• Compiti da svolgere:
1. Ricopi dal brano sull'industria alimentare il segmento che comincia con le parole "In questo libro spiega" e si chiude dopo le parole "i propri profitti.".
2. Secondo il brano sull'industria alimentare, per quale libro è celebre il giornalista Michael Moss?
━━━━━ Brano
Last Updated on 12 Marzo 2021 by Eleonora Bolsi
Dipendenza da cibo, fame vorace, attacchi di fame.
E’ possibile che l’industria alimentare sia in parte responsabile, manipolando le nostre scelte a tavola, di questi fenomeni?
Lo afferma il giornalista americano Michael Moss, premio Pulitzer, che da anni conduce inchieste approfondite sul marketing alimentare e sul ruolo delle industrie nella nostra salute. E’ celebre per il libro “Grassi, dolci, salati”, tradotto anche in italiano.
Moss ha pubblicato un nuovo libro dal titolo “Hooked: Food, Free Will, and How the Food Giants Exploit Our Addictions” (“Presi all’amo: il cibo, la libertà di scelta e il modo in cui i giganti alimentari sfruttano le nostre dipendenze”, traduzione mia).
In questo libro spiega come la nostra sensazione di fame venga manipolata dall’industria alimentare.
A fianco di cose che molti già conoscono, il fatto per esempio che molti prodotti influiscono sul nostro centro di fame e sazietà grazie al combo di zuccheri, grassi, sale e additivi, rendendoci difficile saziarci, in questo libro Moss si spinge oltre.
Accusa infatti l’industria di arrivare all’omissione di alcune informazioni pur di vendere i propri prodotti.
E di avere sfruttato persino la pandemia del Covid per aumentare i propri profitti.
━━━━━━━━━━
━━━━━ Righe fornite
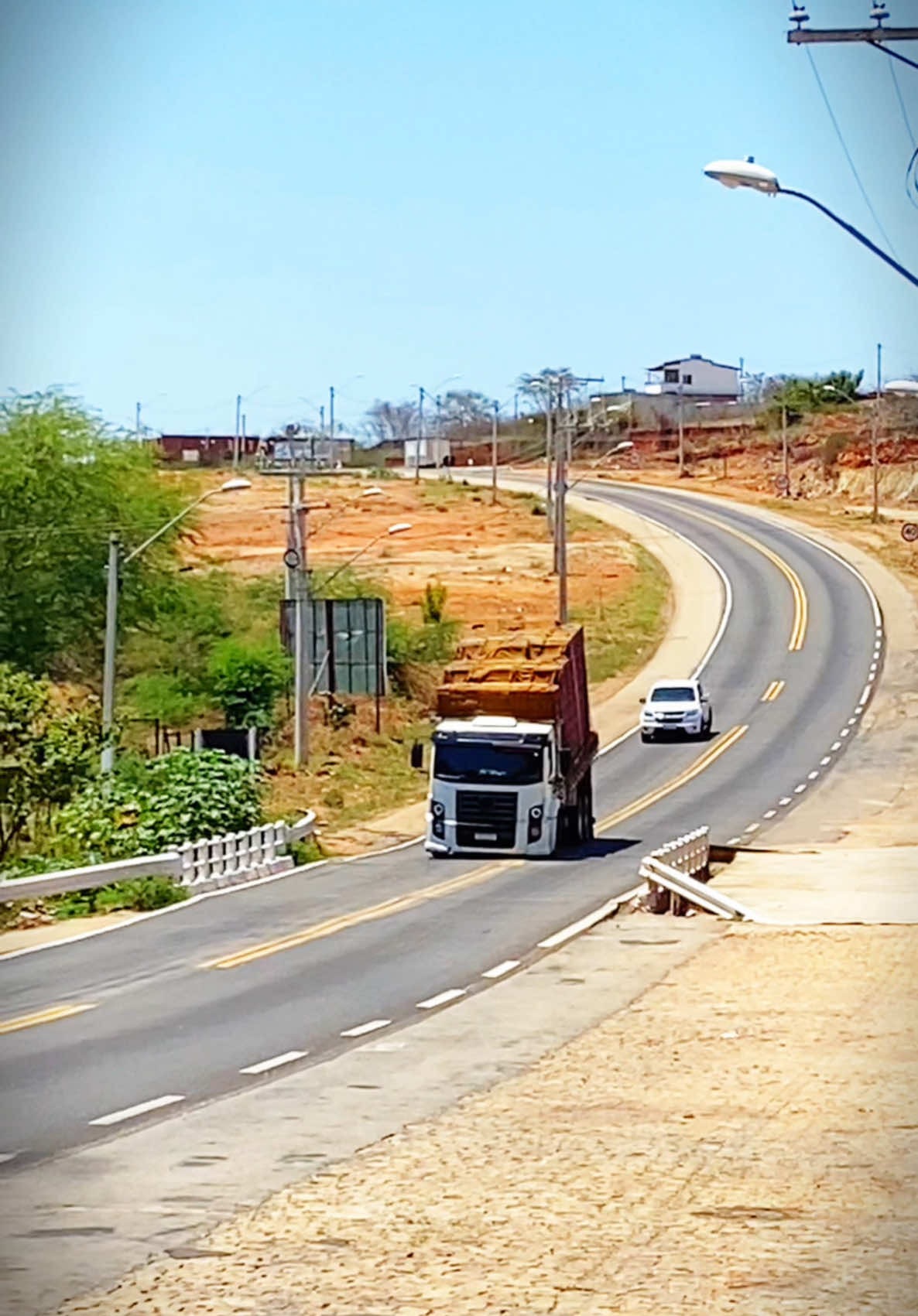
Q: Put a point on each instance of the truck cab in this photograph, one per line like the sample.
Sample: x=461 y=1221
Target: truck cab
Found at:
x=493 y=788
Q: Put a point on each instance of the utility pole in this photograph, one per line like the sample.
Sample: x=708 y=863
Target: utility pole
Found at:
x=494 y=454
x=420 y=432
x=111 y=645
x=785 y=456
x=560 y=514
x=302 y=640
x=875 y=435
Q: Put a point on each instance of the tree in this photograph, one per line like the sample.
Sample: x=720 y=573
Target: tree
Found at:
x=390 y=422
x=46 y=754
x=65 y=484
x=463 y=407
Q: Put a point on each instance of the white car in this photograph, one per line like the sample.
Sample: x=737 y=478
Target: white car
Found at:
x=676 y=706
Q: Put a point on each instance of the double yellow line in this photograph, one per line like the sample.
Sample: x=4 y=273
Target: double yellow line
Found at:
x=353 y=920
x=801 y=604
x=709 y=757
x=43 y=1017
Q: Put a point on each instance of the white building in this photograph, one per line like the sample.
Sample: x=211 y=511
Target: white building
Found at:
x=694 y=377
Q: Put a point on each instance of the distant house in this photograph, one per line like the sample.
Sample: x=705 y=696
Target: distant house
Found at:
x=694 y=377
x=204 y=449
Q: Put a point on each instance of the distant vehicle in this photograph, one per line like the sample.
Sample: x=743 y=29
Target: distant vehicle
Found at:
x=676 y=706
x=512 y=757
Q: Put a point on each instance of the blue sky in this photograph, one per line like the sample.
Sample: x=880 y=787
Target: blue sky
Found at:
━━━━━━━━━━
• Soluzioni per numero:
1.
In questo libro spiega come la nostra sensazione di fame venga manipolata dall’industria alimentare.
A fianco di cose che molti già conoscono, il fatto per esempio che molti prodotti influiscono sul nostro centro di fame e sazietà grazie al combo di zuccheri, grassi, sale e additivi, rendendoci difficile saziarci, in questo libro Moss si spinge oltre.
Accusa infatti l’industria di arrivare all’omissione di alcune informazioni pur di vendere i propri prodotti.
E di avere sfruttato persino la pandemia del Covid per aumentare i propri profitti.

2. Per il libro "Grassi, dolci, salati".